■ Extract
####

The film's promotional tagline is: The song that kept America chuggin' along is this summer's funniest movie!

==Plot==

The Chattanooga Choo Choo Railroad has been the entire life of its current owner Alonzo Dillard (Parley Baer), who is celebrating his 75th birthday with his daughter Estelle (Bridget Hanley), his granddaughter Jennie Waters (Melissa Sue Anderson), Jennie's fiancé Paul Cartwright (Christopher McDonald), and much of the staff of the Chattanooga Choo Choo Railroad including chief porter Woodrow (Davis Roberts). Protagonist Bert Waters (George Kennedy), Estelle's husband and Jennie's father, is late because he's spending time with his "girlfriend" Maggie Jones (Barbara Eden), whom he plans to marry after divorcing Estelle.

Once Bert does arrive, Alonzo refuses to talk to him, having no patience for tardiness. Bert is, however, able to introduce Jennie to Mason Foresight (James Horan), Duke of Chalfont; and give Jennie pictures that show Paul asleep next to two attractive twins. Jennie vows not to speak to Paul ever again to Estelle's chagrin and Bert's joy.

Alonzo dies shortly afterward and is buried in a Boxcar. By the time his will and testament are read, Jennie has become engaged to the Duke. The will leaves $100,000 and a full pension for Woodrow; $5,000,000 for Jennie; and his property and company to Estelle.

For Bert, the will sets the condition that he must prove he can be on time by restoring and conducting the Historic Chattanooga Choo Choo locomotive (Sierra Railway 28) and full consist (two heavy 1900s compartment, one diner, and one club Pullman cars) from Pennsylvania Station in New York, to Chattanooga Station, adhering to its historic time table. He must arrive in exactly 24 hours to secure the $1,000,000 Alonzo has left him.

####

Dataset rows

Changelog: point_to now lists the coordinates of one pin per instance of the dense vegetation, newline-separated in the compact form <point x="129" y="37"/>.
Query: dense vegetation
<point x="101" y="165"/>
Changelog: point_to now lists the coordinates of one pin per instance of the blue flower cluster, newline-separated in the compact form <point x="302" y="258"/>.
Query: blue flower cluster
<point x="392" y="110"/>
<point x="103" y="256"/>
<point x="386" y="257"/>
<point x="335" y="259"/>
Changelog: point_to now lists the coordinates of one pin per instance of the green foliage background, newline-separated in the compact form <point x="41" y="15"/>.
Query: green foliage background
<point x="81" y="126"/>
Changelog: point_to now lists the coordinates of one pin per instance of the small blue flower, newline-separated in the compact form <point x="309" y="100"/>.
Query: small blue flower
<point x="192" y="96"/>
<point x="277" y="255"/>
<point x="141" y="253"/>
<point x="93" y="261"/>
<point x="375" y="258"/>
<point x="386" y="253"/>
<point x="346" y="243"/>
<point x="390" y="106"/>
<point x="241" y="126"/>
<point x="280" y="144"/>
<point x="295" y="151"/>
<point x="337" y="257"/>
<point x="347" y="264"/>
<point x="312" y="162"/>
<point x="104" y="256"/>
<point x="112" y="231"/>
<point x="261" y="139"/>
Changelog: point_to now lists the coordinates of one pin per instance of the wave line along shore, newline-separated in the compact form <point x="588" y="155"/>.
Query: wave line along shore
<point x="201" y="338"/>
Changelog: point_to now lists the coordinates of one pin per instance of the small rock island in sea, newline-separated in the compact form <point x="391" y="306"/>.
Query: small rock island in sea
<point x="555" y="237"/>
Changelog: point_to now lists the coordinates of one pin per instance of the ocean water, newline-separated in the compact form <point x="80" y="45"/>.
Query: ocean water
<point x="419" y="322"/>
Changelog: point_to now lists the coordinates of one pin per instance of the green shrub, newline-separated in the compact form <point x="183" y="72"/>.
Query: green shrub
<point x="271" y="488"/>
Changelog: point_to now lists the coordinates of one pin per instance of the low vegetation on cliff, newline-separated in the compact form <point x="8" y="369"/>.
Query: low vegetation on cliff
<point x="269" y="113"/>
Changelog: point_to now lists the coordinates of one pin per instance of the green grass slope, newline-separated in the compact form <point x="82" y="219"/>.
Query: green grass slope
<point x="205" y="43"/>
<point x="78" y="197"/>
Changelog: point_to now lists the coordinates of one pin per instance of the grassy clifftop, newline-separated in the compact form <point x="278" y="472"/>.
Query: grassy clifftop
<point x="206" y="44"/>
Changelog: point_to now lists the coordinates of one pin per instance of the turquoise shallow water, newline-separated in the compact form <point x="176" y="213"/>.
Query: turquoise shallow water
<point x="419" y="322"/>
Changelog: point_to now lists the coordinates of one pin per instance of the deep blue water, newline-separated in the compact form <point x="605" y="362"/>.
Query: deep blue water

####

■ What to do
a – Write out the film plot passage from "The Chattanooga Choo Choo Railroad has" to "after divorcing Estelle.", swapping "Chattanooga Choo Choo Railroad" for "Southern Star Railroad" each time it appears.
b – Carry on the film's plot summary, starting right after its last sentence.

■ The answers
a –
The Southern Star Railroad has been the entire life of its current owner Alonzo Dillard (Parley Baer), who is celebrating his 75th birthday with his daughter Estelle (Bridget Hanley), his granddaughter Jennie Waters (Melissa Sue Anderson), Jennie's fiancé Paul Cartwright (Christopher McDonald), and much of the staff of the Southern Star Railroad including chief porter Woodrow (Davis Roberts). Protagonist Bert Waters (George Kennedy), Estelle's husband and Jennie's father, is late because he's spending time with his "girlfriend" Maggie Jones (Barbara Eden), whom he plans to marry after divorcing Estelle.

b –
On his way to tell Maggie, he runs into a biker gang who make fun of his love for lavender. He has his body guard, Hashimoto (Professor Tanaka), destroy their Harley-Davidson chopper.

Bert turns the ride into a boisterous publicity stunt for his new football team, coached by Newt Newton (Joe Namath), which Bert has founded and risked all his capital in, under the assumption he can secure the winning bid for the city's future football stadium over Sam Cartwright (Clu Gulager), Paul's father. The spectacle will end with a grand wedding for Jennie and the Duke at the Railway Museum.

The departure doesn't quite go as planned, as Sam and Paul Cartwright have bought tickets to come along, Estelle is left behind in a phone booth which Jennie finds unforgivable, Maggie sneaks onto the train and starts falling for Newt while insisting she knows the Duke from somewhere, and Hashimoto forgets Bert's luggage in the run-in with the Cartwrights. Sam discovers how Bert can be so sure of winning: he has bribed an inside man to remove the Cartwright bid and bring it along on the train.

Norman (John Steadman), the train's Fireman and Pee Wee (Paul Brinegar), the Train's Engineer, discover they're a little rusty, and have trouble communicating on account of Norman having gone half-deaf since they last drove the train, and Pee Wee having gone half-blind. This causes the train to lose 15 minutes off the time table, so Bert instructs Woodrow to order them to skip Philadelphia, an optional stop. Unfortunately, Estelle was hoping to get on at Philadelphia; and Sam, who has recovered his bid, was hoping to get off.

Meanwhile, Paul gets the chance to talk to Jennie and she starts to suspect the pictures may be faked. The twins from the picture are on the train, as they are part of the cheer-leading squad of the football team.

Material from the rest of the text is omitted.